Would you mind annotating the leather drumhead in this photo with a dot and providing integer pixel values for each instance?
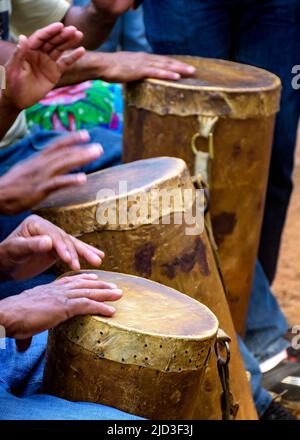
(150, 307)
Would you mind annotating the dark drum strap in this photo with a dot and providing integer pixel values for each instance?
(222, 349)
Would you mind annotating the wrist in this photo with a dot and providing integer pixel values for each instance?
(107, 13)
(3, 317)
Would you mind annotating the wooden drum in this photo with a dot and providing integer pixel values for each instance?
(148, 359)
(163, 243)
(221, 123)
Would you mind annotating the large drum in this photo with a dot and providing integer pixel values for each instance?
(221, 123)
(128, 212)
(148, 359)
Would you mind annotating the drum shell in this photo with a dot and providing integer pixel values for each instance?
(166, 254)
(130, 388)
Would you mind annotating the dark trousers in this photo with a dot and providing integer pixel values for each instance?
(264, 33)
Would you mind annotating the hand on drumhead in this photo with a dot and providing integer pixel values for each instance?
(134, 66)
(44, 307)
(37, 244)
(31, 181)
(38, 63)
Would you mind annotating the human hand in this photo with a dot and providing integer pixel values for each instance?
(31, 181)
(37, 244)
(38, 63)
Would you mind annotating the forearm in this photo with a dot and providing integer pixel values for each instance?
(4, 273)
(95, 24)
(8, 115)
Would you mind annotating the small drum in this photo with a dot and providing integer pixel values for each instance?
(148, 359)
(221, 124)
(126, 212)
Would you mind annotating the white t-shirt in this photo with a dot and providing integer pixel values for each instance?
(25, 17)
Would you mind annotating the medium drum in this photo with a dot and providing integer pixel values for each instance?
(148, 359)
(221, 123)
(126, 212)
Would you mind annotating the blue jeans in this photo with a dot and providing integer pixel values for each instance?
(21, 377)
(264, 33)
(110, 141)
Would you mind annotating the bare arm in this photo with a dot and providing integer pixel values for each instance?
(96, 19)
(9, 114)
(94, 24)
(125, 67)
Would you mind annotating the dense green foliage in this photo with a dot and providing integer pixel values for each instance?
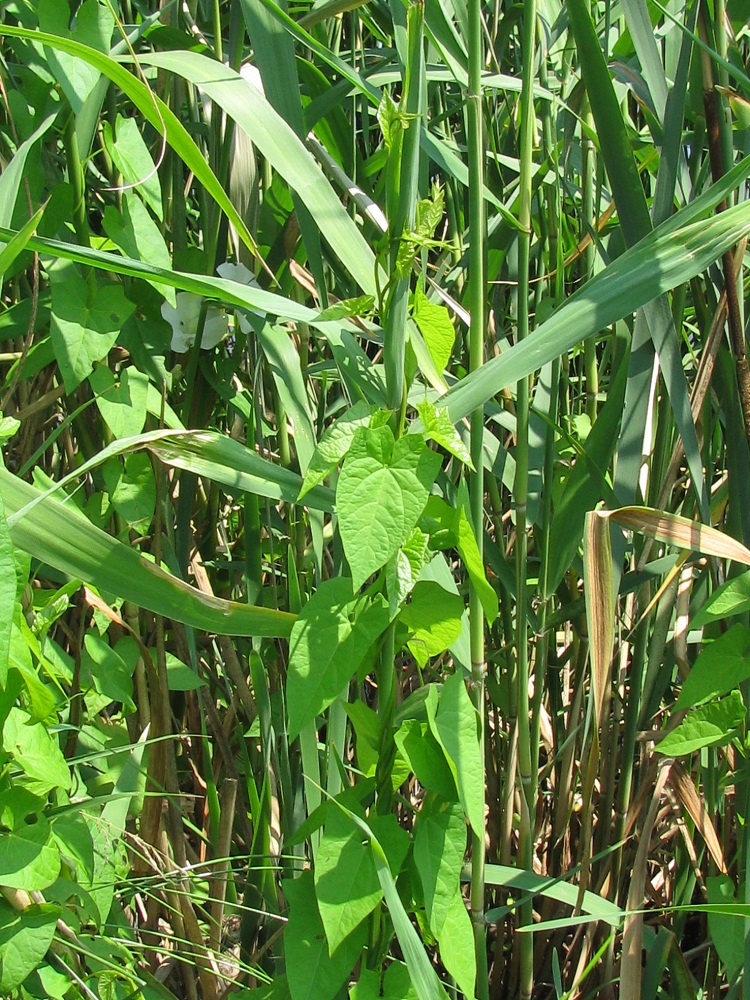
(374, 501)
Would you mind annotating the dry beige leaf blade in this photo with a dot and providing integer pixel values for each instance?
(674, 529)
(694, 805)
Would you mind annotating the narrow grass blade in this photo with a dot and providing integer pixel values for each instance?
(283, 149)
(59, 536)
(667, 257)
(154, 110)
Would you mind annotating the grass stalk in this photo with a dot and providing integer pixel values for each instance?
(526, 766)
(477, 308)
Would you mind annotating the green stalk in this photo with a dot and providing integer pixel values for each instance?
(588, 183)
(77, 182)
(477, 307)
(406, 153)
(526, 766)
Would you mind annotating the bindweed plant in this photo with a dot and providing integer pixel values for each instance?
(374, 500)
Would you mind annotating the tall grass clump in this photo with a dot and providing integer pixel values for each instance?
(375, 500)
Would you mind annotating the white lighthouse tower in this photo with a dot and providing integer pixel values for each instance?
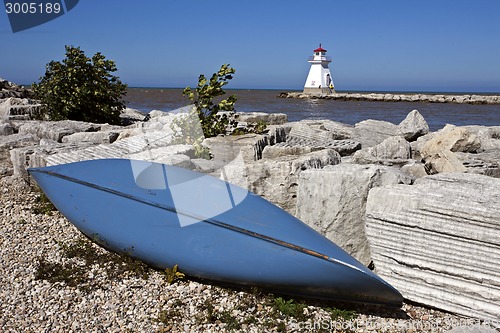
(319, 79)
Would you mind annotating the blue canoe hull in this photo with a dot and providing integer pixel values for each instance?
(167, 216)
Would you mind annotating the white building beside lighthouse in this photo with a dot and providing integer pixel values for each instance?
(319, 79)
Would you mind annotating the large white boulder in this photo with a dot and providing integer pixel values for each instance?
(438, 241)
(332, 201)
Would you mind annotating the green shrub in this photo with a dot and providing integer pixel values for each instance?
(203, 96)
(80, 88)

********************

Objective
Can you rewrite every one of the rows above with "integer pixel values" replaced by "whole-number pixel coordinates" and nothing else changed? Leave the pictures out of your answer.

Final answer
Would you mind annotating the leather drumhead in this photo with a dot and providing whole-number pixel coordinates for each instance?
(150, 307)
Would you mind annotating the dark drum strap in this photo with a dot and providing whole-number pixel coordinates for each instance?
(222, 349)
Would you mind annotating the wrist in this photo with a dot and providing whole-number pixel coordinates for each instance?
(107, 13)
(3, 317)
Would you mind annotating the wooden drum in this photo with a dot and providing whole-number pixel coordinates for each instance?
(148, 359)
(163, 243)
(221, 123)
Would you mind annotating the large drum in this photo with a dot and providing whole-number pixel coordinates for each instance?
(221, 123)
(128, 212)
(148, 359)
Would you mind annotating the drum shell in this photo with a dot and providing whole-number pixel coordinates for each instance?
(166, 254)
(130, 388)
Would you mind annotating the dark trousers in this photo with a dot and providing whole-number pixel coordinates for each instance?
(264, 33)
Would you mind annotating the hand on drumhead in this photo with a dot and providing whole-number pixel coordinates for each instance?
(134, 66)
(44, 307)
(37, 244)
(31, 181)
(38, 63)
Would you mind annotating the human hand in this photo with a dot and providing whole-number pixel coordinates for each instance?
(31, 181)
(37, 244)
(38, 63)
Would you mind annotating the forearm in this photo with a dot and providing whole-number pixel coordinates for each instance?
(4, 273)
(95, 24)
(8, 115)
Would you mind annotating the small drum in this photo with a dot and providing whole-number pixel coordinates for each instance?
(148, 359)
(221, 124)
(126, 212)
Would you mind annotating the white t-shirt in this photo with a dot and providing whole-number pixel coordinates for each instance?
(25, 17)
Would you mind annotating the medium drum in this photo with a dot and providing whole-number pixel coordinates for each instance?
(148, 359)
(221, 123)
(126, 212)
Would you mind annotating the blue jeans in this photo with a dot and providing whole-number pixel coordinates for each instance?
(21, 377)
(264, 33)
(110, 141)
Would you mind annotating the bare arm in this photo with a dot and providing whole-number pixel coordinates for each instance?
(96, 19)
(9, 114)
(94, 24)
(125, 67)
Would you mind annotating the dense green foliage in this photo with a dot and providing whole-number pixel coordinates for each instance?
(374, 501)
Would you mind annotating the dry beige leaf blade in this photo with a dot and providing whole-number pixel coordinates for each instance?
(674, 529)
(694, 805)
Would you mind annotating the narrow grass blade in this photo with a dot and providing whole-number pixel coordinates for each instance?
(283, 149)
(59, 536)
(667, 257)
(154, 110)
Would you mind annotating the grass stalk in this photo with a dot and providing whole-number pixel coordinates for each instance?
(526, 766)
(477, 308)
Would you mind annotating the green stalk in this photo with a dot and providing whole-number pixel coordinates for each instance?
(588, 183)
(77, 182)
(477, 307)
(406, 153)
(526, 766)
Would you mind annotating the bindweed plant in this photo with a dot and providing whole-number pixel coordinates for each instance?
(374, 500)
Would you mind annotating the tall grass clump in this photo with a dot and providing whole-number pixel coordinates for each instance?
(375, 500)
Would you mind annotating the white lighthouse tower in this photo with a dot and providing whole-number pixel coordinates for each instance?
(319, 79)
Would you mind annotating the blue canoe hull in this photo with a dot and providing whole-number pixel coordinates for each instance?
(167, 216)
Would you mind annotating the white building beside lighthouse in this photo with a dot and providing whole-number pixel coordinates for each instance?
(319, 79)
Would you mind annotating the large white boulder in this photo with a dot and providing whole-number pixel coordinates for each instance?
(438, 241)
(332, 201)
Would you mind annotating the green shrub in this photo with a dot and providing whole-number pixel coordinates for each instance?
(203, 96)
(80, 88)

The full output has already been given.